> _Do this_: Select every line of the records that contains the word "logo" and copy those lines out.

Point annotation records:
- - - - - - -
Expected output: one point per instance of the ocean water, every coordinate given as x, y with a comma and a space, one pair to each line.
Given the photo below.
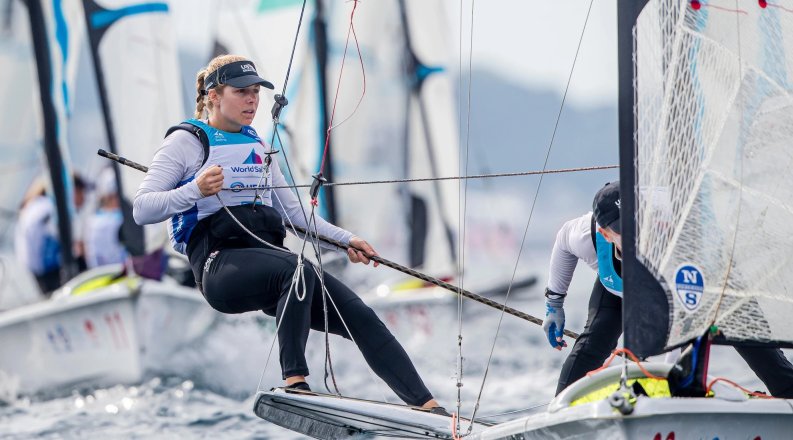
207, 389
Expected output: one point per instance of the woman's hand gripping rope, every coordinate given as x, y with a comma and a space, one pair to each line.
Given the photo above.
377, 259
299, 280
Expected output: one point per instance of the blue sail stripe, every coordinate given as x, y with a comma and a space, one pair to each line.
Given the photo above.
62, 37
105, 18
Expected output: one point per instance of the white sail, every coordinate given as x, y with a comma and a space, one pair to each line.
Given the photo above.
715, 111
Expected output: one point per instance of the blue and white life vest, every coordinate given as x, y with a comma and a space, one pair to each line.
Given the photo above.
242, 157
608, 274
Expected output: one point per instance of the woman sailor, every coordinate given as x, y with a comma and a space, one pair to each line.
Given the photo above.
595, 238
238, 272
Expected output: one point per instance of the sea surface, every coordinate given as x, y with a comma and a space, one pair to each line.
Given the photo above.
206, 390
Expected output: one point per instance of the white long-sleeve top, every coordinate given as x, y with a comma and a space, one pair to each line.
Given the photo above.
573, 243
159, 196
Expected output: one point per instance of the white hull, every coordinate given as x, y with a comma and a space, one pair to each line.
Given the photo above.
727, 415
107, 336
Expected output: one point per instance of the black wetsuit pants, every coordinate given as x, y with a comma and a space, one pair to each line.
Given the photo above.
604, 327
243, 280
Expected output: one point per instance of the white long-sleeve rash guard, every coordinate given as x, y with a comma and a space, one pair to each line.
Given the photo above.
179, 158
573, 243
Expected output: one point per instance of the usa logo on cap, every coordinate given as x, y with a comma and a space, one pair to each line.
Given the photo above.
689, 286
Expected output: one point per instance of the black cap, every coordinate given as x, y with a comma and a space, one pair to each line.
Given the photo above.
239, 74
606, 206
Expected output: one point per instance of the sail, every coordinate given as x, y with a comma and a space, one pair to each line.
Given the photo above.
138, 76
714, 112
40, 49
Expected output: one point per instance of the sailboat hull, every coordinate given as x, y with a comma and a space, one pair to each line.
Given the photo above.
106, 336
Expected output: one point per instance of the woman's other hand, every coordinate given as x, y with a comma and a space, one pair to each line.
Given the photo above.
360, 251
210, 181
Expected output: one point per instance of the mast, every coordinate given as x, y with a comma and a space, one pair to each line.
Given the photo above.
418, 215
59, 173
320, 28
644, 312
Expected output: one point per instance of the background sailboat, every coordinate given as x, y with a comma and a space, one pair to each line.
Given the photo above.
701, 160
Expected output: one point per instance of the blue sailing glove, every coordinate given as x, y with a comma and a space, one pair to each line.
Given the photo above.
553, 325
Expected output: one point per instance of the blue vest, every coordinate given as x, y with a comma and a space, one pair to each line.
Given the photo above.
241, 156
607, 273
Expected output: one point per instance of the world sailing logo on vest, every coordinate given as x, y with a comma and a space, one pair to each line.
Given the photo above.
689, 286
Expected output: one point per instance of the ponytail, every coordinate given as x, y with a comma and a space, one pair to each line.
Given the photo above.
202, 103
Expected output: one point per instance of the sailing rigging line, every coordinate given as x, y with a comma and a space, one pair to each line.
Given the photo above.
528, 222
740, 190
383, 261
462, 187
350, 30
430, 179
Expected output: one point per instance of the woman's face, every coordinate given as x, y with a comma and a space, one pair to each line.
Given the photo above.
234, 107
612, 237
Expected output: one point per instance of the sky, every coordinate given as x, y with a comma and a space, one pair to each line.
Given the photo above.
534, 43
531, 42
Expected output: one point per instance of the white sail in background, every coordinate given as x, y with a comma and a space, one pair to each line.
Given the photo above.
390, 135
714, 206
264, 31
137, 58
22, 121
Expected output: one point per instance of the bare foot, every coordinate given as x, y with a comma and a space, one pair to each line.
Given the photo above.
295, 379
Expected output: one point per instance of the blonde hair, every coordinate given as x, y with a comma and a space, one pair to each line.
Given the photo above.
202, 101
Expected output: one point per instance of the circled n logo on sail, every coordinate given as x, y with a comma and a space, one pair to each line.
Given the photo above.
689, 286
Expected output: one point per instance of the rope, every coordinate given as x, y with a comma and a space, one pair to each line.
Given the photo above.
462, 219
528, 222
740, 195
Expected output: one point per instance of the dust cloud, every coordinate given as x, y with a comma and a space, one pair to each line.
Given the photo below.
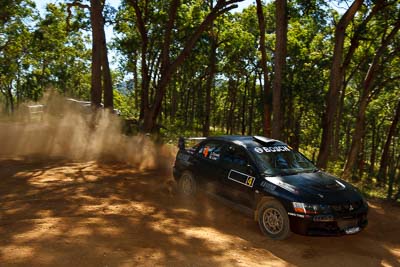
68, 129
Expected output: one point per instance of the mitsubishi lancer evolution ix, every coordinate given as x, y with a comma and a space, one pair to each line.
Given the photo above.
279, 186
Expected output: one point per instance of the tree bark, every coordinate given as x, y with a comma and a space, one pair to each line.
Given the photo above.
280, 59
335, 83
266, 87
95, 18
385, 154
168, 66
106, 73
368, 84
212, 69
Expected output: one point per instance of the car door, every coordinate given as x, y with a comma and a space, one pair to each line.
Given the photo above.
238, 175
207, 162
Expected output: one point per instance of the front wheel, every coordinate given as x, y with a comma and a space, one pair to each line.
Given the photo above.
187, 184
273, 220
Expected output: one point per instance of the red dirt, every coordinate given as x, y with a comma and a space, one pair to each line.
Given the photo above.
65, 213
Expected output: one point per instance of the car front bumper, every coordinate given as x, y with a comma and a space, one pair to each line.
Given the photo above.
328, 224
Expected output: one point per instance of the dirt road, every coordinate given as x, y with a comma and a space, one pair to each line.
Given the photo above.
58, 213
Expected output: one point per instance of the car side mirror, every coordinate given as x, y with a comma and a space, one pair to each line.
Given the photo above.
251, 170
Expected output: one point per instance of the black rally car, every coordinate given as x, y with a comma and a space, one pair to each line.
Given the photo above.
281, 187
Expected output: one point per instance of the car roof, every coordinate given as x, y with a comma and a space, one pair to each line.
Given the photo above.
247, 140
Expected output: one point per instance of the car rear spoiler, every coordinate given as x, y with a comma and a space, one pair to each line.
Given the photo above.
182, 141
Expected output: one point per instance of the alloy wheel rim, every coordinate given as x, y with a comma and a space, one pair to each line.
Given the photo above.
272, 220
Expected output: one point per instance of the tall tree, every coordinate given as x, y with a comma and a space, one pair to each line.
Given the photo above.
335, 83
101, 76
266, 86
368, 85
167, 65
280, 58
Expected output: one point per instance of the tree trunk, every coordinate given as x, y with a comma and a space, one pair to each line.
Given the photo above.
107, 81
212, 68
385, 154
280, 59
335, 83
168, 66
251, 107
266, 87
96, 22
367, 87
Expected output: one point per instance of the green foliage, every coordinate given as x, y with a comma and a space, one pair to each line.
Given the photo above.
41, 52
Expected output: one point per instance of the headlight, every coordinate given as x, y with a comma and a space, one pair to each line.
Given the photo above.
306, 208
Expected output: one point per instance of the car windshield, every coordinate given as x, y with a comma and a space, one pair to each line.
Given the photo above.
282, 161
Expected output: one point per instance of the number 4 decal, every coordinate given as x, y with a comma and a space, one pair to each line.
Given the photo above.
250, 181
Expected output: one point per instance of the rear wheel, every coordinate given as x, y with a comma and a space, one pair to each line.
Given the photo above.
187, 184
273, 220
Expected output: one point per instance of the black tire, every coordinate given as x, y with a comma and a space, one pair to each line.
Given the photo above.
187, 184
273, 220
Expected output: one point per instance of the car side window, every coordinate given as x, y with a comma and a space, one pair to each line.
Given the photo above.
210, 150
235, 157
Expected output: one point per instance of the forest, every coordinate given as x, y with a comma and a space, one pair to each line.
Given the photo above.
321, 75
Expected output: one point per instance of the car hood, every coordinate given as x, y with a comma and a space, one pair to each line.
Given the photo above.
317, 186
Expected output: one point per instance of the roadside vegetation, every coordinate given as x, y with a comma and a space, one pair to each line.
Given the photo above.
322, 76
- - - - - - -
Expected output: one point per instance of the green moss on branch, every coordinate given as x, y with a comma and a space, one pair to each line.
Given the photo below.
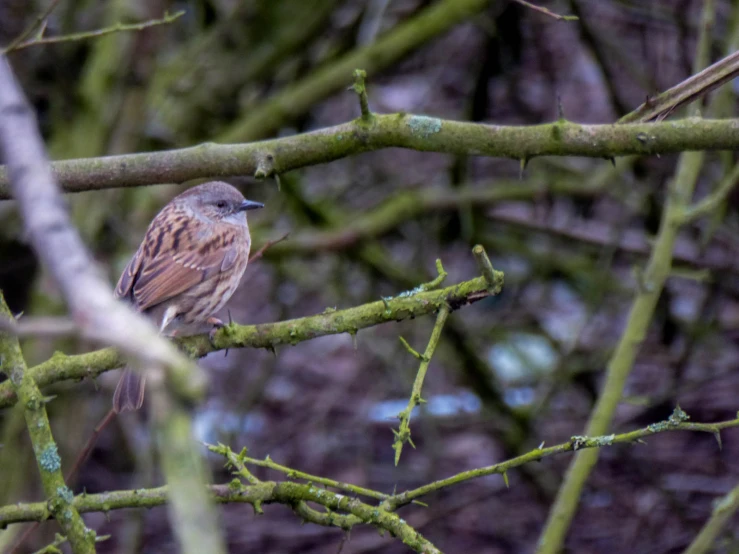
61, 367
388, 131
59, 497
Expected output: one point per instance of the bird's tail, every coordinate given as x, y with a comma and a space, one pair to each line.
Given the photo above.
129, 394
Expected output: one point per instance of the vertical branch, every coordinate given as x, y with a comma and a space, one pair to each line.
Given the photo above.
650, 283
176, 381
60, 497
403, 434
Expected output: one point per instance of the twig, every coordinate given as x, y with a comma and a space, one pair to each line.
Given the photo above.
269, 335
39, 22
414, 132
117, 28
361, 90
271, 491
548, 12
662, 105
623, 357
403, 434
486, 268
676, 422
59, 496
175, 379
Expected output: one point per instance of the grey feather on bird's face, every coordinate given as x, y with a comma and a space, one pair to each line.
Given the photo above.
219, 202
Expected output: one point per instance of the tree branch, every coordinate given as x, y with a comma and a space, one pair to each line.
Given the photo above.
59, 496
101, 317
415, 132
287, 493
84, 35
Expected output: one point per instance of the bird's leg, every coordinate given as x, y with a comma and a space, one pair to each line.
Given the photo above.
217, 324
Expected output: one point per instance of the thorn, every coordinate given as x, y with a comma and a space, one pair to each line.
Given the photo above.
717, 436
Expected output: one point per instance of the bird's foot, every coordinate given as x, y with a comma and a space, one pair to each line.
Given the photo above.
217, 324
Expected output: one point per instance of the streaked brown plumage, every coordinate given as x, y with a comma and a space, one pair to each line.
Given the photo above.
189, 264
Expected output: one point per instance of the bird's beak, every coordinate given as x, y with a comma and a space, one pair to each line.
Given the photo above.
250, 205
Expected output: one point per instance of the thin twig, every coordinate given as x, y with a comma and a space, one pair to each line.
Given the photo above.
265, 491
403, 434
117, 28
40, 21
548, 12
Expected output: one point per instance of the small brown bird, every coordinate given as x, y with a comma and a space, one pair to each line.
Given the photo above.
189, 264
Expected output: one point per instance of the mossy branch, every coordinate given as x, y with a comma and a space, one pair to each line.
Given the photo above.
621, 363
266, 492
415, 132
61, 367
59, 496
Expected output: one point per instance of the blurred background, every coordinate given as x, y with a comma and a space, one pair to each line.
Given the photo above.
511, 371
- - - - - - -
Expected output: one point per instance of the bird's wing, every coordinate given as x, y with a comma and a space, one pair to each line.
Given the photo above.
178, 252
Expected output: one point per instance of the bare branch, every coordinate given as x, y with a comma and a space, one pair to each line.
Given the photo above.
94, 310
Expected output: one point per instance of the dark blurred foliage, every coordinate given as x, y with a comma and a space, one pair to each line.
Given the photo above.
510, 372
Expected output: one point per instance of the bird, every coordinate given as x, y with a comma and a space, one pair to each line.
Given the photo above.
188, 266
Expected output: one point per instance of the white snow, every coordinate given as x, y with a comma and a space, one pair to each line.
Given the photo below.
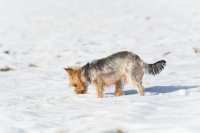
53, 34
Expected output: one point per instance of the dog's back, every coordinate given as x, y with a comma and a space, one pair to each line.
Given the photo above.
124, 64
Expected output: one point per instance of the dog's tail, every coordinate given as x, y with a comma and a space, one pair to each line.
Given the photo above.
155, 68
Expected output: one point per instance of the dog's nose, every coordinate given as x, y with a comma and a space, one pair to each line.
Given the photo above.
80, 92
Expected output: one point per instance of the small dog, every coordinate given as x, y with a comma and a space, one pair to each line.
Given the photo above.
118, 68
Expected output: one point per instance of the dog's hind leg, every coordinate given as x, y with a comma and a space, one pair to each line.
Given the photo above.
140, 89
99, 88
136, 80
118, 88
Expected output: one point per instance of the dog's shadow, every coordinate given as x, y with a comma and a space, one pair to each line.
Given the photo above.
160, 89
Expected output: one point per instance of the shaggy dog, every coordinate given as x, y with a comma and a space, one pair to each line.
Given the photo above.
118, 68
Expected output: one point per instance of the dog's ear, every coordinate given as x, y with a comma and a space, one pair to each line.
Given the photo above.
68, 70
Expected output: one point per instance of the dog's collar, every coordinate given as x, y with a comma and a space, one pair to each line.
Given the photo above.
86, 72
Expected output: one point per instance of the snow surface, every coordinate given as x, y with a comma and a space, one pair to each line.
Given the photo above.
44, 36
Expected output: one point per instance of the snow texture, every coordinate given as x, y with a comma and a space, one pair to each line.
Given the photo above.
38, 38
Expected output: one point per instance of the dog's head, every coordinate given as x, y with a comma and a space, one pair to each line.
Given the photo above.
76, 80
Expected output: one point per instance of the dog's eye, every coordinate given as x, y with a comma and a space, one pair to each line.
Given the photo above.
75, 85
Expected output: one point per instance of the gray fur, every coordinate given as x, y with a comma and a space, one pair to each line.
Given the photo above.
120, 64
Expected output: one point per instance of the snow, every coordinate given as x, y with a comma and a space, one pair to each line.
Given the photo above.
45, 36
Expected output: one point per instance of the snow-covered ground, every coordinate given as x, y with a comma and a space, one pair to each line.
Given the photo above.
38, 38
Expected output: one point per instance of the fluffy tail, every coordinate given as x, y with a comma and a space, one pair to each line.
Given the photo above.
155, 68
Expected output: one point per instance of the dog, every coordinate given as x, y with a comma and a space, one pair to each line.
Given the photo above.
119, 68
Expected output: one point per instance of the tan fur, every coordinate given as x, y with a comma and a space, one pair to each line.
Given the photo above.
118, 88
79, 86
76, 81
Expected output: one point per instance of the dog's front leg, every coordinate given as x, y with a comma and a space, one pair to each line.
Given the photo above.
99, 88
- - - - - - -
> _Correct result_:
Expected output: one point per instance of the usa logo on cap, every coordinate given as x, y with a comma and a space, one pair to each line.
Expected output: one point per instance of the world sailing logo on vest, every coordinate given as x, y with a comma and a space, one pair to each line.
Expected output: one point per instance of the circled n logo on sail, every coordinate given as x, y with a comma and a space, one pair to each line.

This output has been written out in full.